● EXERCISE DIRECTIONS
Reproduce exactly the final portion of the data: every line from the one containing "Check that each instance of the purple" through the last line, inclusive.

+--

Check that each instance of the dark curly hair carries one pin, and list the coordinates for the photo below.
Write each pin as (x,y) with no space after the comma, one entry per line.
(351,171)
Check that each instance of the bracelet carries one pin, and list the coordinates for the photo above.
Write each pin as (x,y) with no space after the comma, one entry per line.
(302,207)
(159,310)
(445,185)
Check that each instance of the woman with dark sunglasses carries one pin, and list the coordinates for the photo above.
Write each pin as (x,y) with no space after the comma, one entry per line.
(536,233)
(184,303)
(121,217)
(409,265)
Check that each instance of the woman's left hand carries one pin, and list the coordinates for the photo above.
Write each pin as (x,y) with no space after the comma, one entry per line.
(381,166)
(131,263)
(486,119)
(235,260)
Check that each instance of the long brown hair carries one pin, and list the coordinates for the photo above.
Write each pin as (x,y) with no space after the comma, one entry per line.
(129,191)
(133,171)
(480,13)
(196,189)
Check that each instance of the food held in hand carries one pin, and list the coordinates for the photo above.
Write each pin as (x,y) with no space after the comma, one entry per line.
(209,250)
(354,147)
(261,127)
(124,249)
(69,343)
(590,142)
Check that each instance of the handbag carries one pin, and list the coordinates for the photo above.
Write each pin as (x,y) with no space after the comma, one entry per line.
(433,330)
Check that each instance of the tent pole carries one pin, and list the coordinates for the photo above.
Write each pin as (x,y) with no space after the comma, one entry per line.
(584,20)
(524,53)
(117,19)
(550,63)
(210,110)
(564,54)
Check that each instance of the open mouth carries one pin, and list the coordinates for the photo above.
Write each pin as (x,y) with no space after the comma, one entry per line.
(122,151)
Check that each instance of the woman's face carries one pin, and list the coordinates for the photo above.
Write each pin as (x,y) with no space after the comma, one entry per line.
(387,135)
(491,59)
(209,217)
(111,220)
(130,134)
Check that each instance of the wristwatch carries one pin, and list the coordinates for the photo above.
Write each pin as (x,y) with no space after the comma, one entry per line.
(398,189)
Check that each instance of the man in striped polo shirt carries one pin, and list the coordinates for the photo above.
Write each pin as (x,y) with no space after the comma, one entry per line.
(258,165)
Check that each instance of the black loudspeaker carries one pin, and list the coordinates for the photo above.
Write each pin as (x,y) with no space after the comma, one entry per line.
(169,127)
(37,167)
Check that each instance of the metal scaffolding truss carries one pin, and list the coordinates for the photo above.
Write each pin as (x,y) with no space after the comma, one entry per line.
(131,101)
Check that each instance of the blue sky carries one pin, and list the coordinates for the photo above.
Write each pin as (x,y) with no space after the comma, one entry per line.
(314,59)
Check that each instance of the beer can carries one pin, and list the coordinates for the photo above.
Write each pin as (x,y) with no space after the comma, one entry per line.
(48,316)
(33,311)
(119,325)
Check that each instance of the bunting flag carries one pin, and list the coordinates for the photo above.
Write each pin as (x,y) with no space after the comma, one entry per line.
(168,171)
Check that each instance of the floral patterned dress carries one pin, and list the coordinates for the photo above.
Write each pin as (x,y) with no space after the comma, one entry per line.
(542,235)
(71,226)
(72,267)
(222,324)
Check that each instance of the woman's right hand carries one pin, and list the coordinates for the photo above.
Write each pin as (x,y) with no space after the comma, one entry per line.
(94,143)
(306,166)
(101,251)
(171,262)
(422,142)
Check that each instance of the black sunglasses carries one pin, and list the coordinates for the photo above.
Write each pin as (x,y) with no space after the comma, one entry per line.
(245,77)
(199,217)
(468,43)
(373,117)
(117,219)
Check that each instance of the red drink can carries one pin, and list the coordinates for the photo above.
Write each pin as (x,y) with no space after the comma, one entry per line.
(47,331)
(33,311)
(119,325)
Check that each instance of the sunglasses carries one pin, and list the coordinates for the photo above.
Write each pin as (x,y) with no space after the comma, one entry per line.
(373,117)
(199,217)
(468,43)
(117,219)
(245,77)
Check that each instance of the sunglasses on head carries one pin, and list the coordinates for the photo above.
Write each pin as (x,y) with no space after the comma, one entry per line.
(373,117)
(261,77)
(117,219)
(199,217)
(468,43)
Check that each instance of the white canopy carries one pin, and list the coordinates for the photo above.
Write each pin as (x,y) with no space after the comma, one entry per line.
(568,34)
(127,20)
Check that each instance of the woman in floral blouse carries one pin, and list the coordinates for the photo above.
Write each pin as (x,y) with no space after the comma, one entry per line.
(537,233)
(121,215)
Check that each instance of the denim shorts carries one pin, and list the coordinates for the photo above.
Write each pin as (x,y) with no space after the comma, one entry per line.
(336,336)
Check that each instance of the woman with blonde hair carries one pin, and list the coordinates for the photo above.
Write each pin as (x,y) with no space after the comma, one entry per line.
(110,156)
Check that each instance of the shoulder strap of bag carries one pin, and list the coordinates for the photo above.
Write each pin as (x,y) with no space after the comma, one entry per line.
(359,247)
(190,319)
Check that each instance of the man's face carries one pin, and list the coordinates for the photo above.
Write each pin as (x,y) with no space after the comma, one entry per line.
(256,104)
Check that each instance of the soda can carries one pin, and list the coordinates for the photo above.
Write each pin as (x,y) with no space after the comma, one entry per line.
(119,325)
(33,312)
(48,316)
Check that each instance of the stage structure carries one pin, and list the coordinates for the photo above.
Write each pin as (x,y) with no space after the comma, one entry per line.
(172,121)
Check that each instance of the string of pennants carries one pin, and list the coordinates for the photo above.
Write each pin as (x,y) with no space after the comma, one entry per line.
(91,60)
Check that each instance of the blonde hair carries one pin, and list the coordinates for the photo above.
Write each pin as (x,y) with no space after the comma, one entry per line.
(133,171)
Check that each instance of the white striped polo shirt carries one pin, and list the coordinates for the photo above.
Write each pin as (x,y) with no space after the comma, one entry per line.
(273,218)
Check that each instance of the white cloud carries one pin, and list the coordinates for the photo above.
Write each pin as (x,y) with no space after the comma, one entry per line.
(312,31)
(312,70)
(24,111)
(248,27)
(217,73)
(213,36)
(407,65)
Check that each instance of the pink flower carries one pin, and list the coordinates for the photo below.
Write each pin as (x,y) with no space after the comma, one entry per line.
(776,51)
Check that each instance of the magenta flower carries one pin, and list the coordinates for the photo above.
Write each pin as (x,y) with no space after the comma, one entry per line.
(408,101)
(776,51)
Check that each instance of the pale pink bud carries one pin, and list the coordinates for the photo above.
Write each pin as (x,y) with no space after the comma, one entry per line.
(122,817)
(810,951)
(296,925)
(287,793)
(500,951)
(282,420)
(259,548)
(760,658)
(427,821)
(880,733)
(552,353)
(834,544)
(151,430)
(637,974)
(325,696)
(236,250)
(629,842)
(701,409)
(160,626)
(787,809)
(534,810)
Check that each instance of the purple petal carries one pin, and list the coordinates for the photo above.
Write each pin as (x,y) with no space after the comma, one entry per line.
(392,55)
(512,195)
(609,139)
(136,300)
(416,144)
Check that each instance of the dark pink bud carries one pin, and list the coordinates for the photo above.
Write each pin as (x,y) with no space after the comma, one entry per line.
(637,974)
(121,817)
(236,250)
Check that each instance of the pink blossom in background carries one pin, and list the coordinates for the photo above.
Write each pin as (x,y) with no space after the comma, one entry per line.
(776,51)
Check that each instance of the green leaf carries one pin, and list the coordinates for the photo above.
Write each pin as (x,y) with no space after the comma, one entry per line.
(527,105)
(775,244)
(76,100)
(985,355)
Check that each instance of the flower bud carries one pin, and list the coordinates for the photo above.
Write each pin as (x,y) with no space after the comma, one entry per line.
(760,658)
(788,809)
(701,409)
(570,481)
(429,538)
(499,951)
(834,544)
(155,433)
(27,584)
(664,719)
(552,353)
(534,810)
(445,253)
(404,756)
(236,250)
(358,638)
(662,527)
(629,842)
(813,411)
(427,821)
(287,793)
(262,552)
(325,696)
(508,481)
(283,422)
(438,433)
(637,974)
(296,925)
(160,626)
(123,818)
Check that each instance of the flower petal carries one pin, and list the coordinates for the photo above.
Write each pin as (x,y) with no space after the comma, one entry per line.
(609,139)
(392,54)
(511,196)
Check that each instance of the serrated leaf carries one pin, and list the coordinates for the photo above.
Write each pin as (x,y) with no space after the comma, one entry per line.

+--

● SOLUTION
Check that each instance of the purple petal carries one pin, and list the coordinates for the photo above.
Write each pin as (x,y) with no space after the comma, one entry per line.
(392,55)
(512,195)
(609,139)
(136,300)
(416,144)
Check that each instance of the dark pink bud carries one pin, and list the coordinates for the photo above.
Write each pin as (x,y) with no space after the comma, one entry per line.
(637,974)
(121,817)
(236,250)
Check that each instance of the pink blossom in background carries one pin, and list the coordinates for the photo above.
Write each pin as (x,y) with no space after the comma, one entry per line.
(776,51)
Check that each instance of the green leaf carries one pin, and list the coordinates for the photo above.
Write each pin as (x,y) with no space after the comma, one entry per line.
(527,105)
(775,244)
(76,100)
(985,355)
Check that each instance of the flower bud carries one pin, and list the coordinates for the photo above.
Write each pin as (x,y) with no space after the comma, one entry per line.
(760,658)
(788,809)
(701,409)
(570,481)
(429,538)
(499,951)
(834,544)
(155,433)
(27,584)
(664,719)
(552,353)
(534,810)
(445,253)
(404,756)
(236,250)
(358,638)
(662,527)
(629,842)
(813,411)
(427,821)
(287,793)
(262,552)
(325,696)
(508,481)
(283,422)
(438,433)
(637,974)
(296,925)
(160,626)
(123,818)
Check that each instance of the flower petal carries one pin, and list the coordinates for the photo above.
Write each pin as (x,y) with no space after the comma, one entry per line.
(609,139)
(392,54)
(511,196)
Check that each instance of the serrated leaf carries one pin, and list the coordinates for the photo above.
Write each pin as (x,y) with no space after the comma, one entry per line.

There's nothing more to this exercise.